Exercise description — Copy every one of the items below line for line, changing nothing.

Data section —
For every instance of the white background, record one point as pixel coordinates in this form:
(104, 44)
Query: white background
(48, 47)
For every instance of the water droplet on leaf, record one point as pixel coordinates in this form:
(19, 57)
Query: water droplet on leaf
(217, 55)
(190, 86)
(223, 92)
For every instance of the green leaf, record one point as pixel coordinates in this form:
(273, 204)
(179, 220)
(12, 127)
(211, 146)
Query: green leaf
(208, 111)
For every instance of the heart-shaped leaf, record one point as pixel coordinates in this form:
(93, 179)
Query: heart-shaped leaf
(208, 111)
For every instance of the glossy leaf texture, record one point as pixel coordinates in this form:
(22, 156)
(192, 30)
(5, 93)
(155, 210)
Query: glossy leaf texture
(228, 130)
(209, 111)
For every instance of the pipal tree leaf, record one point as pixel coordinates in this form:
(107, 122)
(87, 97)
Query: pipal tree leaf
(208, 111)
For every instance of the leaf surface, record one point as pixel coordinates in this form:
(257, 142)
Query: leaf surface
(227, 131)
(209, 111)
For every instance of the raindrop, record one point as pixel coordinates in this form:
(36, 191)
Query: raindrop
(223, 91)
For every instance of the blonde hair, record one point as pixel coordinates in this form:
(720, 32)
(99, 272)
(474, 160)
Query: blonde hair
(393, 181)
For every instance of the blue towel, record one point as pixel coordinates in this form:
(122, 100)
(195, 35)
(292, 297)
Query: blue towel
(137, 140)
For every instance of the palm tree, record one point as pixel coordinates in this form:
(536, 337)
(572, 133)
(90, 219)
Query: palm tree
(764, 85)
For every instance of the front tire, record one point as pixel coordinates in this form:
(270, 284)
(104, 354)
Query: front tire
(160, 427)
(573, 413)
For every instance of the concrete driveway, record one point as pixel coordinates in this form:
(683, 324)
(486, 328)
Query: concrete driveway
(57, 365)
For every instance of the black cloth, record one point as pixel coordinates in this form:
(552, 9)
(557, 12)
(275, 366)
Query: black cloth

Completed exercise —
For every instance of the white background, record one point as pixel coordinates in this form:
(104, 44)
Query: white background
(48, 47)
For every instance of the water droplet on leaf, record one point as pixel coordinates in this form:
(19, 57)
Query: water droplet on leaf
(217, 55)
(190, 86)
(223, 92)
For every instance of the green leaf, record one point as pixel coordinates in this form:
(273, 204)
(179, 220)
(12, 127)
(211, 146)
Query: green leaf
(208, 111)
For every instance of the heart-shaped leaf, record one point as pixel coordinates in this form:
(93, 179)
Query: heart-shaped leaf
(208, 111)
For every instance of the glossy leaf texture, record one point as pixel coordinates in this form:
(22, 156)
(192, 30)
(5, 93)
(155, 210)
Query: glossy leaf texture
(228, 130)
(209, 111)
For every instance of the pipal tree leaf, record one point as pixel coordinates in this form:
(107, 122)
(87, 97)
Query: pipal tree leaf
(208, 111)
For every instance of the leaf surface, record one point as pixel coordinates in this form:
(257, 142)
Query: leaf surface
(227, 131)
(209, 111)
For every instance of the raindrop, record one point as pixel coordinates in this form:
(36, 191)
Query: raindrop
(223, 91)
For every instance of the blonde hair, record one point as pixel coordinates in this form:
(720, 32)
(99, 272)
(474, 160)
Query: blonde hair
(393, 181)
For every instance of the blue towel, record one point as pixel coordinates in this form:
(122, 100)
(195, 35)
(292, 297)
Query: blue towel
(137, 140)
For every instance of the palm tree, record one point as pixel coordinates in this form:
(536, 337)
(572, 133)
(90, 219)
Query: palm tree
(764, 85)
For every instance of the front tire, record one point as pixel coordinates in this form:
(270, 284)
(104, 354)
Query: front tire
(160, 427)
(573, 413)
For every instance of the concrete driveway, record one point as pixel coordinates in this form:
(683, 324)
(486, 328)
Query: concrete driveway
(57, 365)
For every instance of the black cloth, record one point as pixel coordinates in this form:
(552, 9)
(557, 12)
(275, 366)
Query: black cloth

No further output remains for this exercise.